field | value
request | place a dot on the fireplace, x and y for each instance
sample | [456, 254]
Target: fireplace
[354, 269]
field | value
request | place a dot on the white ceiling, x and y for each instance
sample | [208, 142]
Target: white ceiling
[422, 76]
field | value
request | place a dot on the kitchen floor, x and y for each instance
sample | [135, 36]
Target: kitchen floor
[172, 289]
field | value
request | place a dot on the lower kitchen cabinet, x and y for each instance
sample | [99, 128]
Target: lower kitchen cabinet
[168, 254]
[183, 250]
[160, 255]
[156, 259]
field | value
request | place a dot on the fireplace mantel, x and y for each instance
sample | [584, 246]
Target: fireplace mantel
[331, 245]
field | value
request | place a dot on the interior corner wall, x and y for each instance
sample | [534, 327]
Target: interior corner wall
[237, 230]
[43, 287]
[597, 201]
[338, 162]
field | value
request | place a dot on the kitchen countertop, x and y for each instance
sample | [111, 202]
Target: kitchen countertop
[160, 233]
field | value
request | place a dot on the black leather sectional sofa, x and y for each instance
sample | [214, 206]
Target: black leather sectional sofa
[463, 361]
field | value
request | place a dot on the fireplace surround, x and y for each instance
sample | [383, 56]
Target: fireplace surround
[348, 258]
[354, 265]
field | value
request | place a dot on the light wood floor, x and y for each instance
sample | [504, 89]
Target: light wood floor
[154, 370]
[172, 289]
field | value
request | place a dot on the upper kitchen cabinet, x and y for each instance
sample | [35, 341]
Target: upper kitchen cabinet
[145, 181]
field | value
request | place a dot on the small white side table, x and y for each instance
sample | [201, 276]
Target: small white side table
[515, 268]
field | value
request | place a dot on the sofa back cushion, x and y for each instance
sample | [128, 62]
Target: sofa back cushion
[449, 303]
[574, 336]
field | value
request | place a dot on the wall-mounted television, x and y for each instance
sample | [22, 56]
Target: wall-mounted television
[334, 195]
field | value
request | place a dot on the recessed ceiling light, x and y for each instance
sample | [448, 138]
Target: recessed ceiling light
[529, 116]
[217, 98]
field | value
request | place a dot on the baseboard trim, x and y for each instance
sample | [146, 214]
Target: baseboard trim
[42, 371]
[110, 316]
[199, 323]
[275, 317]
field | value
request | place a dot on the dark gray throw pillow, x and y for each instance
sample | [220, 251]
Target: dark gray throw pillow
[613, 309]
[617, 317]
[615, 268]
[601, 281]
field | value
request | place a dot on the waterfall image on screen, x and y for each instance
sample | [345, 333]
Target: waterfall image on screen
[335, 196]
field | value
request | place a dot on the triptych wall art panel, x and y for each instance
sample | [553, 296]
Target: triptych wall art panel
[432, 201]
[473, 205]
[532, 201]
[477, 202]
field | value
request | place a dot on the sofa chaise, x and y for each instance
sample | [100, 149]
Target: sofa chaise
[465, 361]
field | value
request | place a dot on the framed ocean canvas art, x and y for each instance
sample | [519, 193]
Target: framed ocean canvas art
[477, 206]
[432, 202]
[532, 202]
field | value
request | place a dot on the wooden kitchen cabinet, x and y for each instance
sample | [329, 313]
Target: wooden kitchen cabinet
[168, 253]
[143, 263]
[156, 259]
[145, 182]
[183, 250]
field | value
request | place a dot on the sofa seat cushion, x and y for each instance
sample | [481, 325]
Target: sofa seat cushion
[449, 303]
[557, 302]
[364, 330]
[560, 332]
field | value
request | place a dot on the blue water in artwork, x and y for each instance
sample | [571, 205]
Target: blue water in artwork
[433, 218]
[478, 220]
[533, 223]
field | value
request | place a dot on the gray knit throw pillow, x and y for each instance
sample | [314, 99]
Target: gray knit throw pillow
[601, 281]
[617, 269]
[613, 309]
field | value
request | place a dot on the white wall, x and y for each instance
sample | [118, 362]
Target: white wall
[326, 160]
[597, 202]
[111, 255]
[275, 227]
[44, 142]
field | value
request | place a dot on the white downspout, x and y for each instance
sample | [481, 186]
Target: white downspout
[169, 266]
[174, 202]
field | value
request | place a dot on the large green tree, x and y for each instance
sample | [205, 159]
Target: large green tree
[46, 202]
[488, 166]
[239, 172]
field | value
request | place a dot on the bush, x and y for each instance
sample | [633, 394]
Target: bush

▶ Directions: Would you return the full set of entries, unchanged in every detail?

▶ Written solution:
field | value
request | place a dot on the fireplace, x and y for each instance
sample | [456, 254]
Target: fireplace
[354, 269]
field | value
request | place a dot on the white ceiling, x and y for each instance
sample | [208, 142]
Target: white ceiling
[422, 76]
field | value
request | place a dot on the kitchen floor, x and y for each instance
sample | [135, 36]
Target: kitchen floor
[172, 289]
field | value
request | place a dot on the lower kitchen cabinet, x and y for each instance
sample | [99, 128]
Target: lower kitchen cabinet
[168, 254]
[183, 250]
[160, 255]
[156, 259]
field | value
request | place a dot on the fireplace mantel, x and y for each instance
sample | [584, 246]
Target: fireplace mantel
[331, 245]
field | value
request | place a dot on the interior corner wall, x and y for each instance
sample | [534, 327]
Target: interior corner wall
[237, 230]
[43, 287]
[597, 201]
[338, 162]
field | value
request | place a dot on the kitchen countertop, x and y for each instance
sample | [111, 202]
Target: kitchen countertop
[160, 233]
field | value
request | place a dot on the black leather sectional sofa, x and y for each instance
sample | [214, 206]
Target: black leather sectional sofa
[463, 361]
field | value
request | place a dot on the fireplace surround, x and y for each instance
sample | [383, 56]
Target: fireplace surround
[348, 258]
[354, 265]
field | value
request | place a dot on the light wood floor, x and y for each instance
sample | [504, 89]
Target: light wood floor
[154, 370]
[172, 289]
field | value
request | place a dot on the upper kitchen cabinet, x and y for each instance
sample | [35, 341]
Target: upper kitchen cabinet
[145, 181]
field | value
request | place a dot on the small white side table, x and y for each instance
sample | [201, 276]
Target: small white side table
[515, 268]
field | value
request | place a dot on the sofa back cushion, x and y for each instance
sample | [128, 62]
Target: sofa back cushion
[449, 303]
[574, 336]
field | value
request | place a dot on the wall-mounted television, x and y for each instance
sample | [22, 56]
Target: wall-mounted television
[334, 195]
field | value
request | place a dot on the recessed ceiling light, x and y for each instance
sample | [448, 138]
Target: recessed ceiling light
[529, 116]
[217, 98]
field | value
request | place a dot on the baseboard trim, x and y for each instance
sample | [146, 214]
Target: baseboard trim
[42, 371]
[110, 316]
[199, 323]
[275, 317]
field | value
request | place a dot on the dark gray throw pillow, x and y for each instance
sample | [220, 251]
Target: dark gray throw pillow
[613, 309]
[617, 317]
[615, 268]
[601, 281]
field | value
request | place a dot on the waterfall image on screen, x and y for each instance
sample | [345, 333]
Target: waterfall image on screen
[335, 196]
field | value
request | place a dot on the triptych wall art panel, x and y for each instance
sample | [553, 296]
Target: triptych wall art panel
[432, 201]
[473, 205]
[532, 201]
[477, 202]
field | value
request | place a dot on the sofa chaise, x and y for each instance
sample | [100, 149]
Target: sofa chaise
[465, 361]
field | value
request | place a dot on the framed ocean canvas art, x and y for each instance
sample | [519, 193]
Target: framed ocean canvas art
[477, 206]
[432, 202]
[532, 202]
field | value
request | place a dot on the wooden kitchen cabinet, x and y for each instance
sample | [329, 313]
Target: wooden kitchen cabinet
[168, 253]
[143, 263]
[156, 259]
[145, 182]
[183, 250]
field | value
request | place a dot on the sofa seat cushion, x and y for each instance
sample | [481, 325]
Target: sofa seat cushion
[449, 303]
[557, 302]
[364, 330]
[560, 332]
field | value
request | place a dot on the blue water in artwork, x and y for each instance
sample | [571, 205]
Target: blue water in artwork
[433, 218]
[478, 220]
[533, 223]
field | value
request | place a dot on the gray knit throw pillow, x and y for each instance
sample | [314, 99]
Target: gray knit throw pillow
[601, 281]
[617, 269]
[613, 309]
field | value
request | place a dot on the white wall, x and y for each instance
sample | [118, 362]
Target: white wall
[326, 160]
[597, 202]
[111, 255]
[275, 227]
[44, 142]
field | value
request | place a dot on the white downspout, x and y for each instance
sample | [481, 186]
Target: white downspout
[169, 266]
[174, 202]
field | value
request | place a dot on the large green tree, x and y for each instance
sample | [205, 159]
Target: large green tree
[46, 202]
[488, 166]
[239, 172]
field | value
request | place a dot on the bush, x and y for each instance
sample | [633, 394]
Target: bush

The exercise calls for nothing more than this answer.